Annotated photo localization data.
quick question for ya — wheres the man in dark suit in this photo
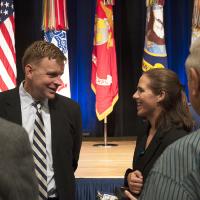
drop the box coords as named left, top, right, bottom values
left=0, top=41, right=82, bottom=200
left=0, top=117, right=38, bottom=200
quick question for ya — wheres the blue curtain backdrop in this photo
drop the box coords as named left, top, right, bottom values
left=68, top=0, right=97, bottom=135
left=165, top=0, right=194, bottom=96
left=14, top=0, right=194, bottom=136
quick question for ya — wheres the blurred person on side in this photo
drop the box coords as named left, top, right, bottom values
left=0, top=117, right=38, bottom=200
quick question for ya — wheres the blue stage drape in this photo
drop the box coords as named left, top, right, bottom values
left=68, top=0, right=97, bottom=135
left=15, top=0, right=194, bottom=136
left=67, top=0, right=194, bottom=135
left=165, top=0, right=194, bottom=96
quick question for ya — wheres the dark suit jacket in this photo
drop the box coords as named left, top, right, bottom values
left=124, top=123, right=189, bottom=187
left=0, top=87, right=82, bottom=200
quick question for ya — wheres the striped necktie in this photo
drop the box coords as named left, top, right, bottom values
left=32, top=102, right=48, bottom=200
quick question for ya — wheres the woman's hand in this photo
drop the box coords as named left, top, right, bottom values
left=124, top=190, right=138, bottom=200
left=127, top=170, right=143, bottom=194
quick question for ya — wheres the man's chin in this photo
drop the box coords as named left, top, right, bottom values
left=47, top=92, right=56, bottom=99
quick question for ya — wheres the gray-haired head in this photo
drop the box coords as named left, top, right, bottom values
left=185, top=37, right=200, bottom=116
left=185, top=37, right=200, bottom=73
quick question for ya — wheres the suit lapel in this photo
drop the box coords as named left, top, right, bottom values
left=49, top=98, right=57, bottom=146
left=134, top=128, right=167, bottom=172
left=5, top=88, right=22, bottom=125
left=49, top=95, right=73, bottom=160
left=48, top=96, right=65, bottom=154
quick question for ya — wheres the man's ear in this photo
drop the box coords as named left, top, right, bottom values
left=24, top=64, right=33, bottom=78
left=188, top=67, right=200, bottom=97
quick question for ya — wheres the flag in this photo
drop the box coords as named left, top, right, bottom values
left=191, top=0, right=200, bottom=43
left=91, top=0, right=118, bottom=121
left=42, top=0, right=70, bottom=97
left=0, top=0, right=16, bottom=91
left=142, top=0, right=167, bottom=71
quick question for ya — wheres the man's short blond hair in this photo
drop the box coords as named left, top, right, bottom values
left=22, top=40, right=66, bottom=70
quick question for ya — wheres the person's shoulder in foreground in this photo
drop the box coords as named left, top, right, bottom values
left=0, top=117, right=38, bottom=200
left=138, top=131, right=200, bottom=200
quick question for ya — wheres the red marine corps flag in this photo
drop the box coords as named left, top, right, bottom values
left=91, top=0, right=118, bottom=121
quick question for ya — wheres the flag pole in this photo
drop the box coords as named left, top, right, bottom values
left=104, top=117, right=107, bottom=146
left=103, top=116, right=118, bottom=147
left=92, top=0, right=118, bottom=147
left=93, top=115, right=118, bottom=147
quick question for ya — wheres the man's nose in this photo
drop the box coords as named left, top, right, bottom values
left=54, top=76, right=63, bottom=86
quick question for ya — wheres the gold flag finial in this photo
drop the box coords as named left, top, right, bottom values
left=103, top=0, right=115, bottom=6
left=146, top=0, right=165, bottom=7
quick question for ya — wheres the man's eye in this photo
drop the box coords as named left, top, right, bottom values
left=48, top=74, right=56, bottom=78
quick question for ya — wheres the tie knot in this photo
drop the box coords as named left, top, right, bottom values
left=32, top=101, right=42, bottom=111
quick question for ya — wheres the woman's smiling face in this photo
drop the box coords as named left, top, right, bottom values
left=133, top=74, right=162, bottom=119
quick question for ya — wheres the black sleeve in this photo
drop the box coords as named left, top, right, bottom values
left=72, top=104, right=82, bottom=171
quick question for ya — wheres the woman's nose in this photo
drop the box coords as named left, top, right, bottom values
left=133, top=91, right=138, bottom=99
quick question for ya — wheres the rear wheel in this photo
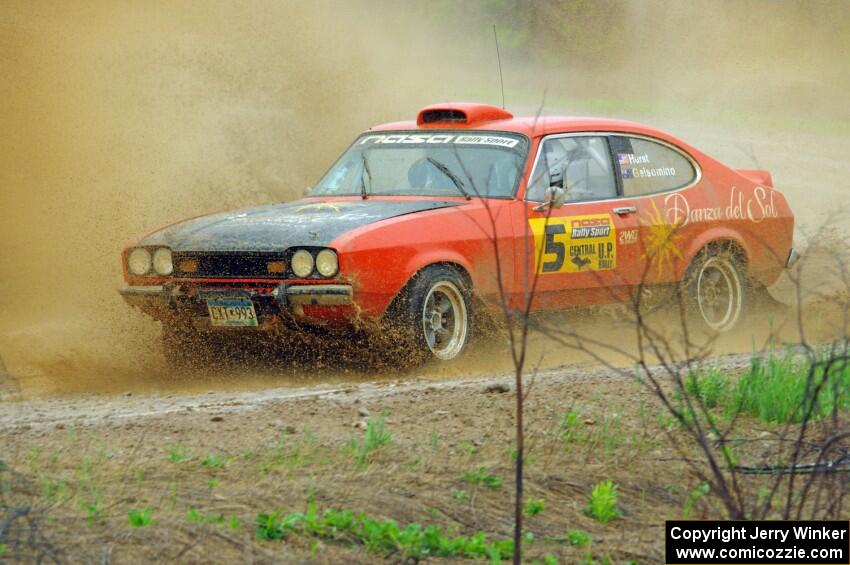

Exercise. All of the lines above that carry the string "nose" need to be found and copied.

Final answer.
quick question for ya — wheres the man's nose in this photo
quick question for ya — wheres the woman's nose in this photo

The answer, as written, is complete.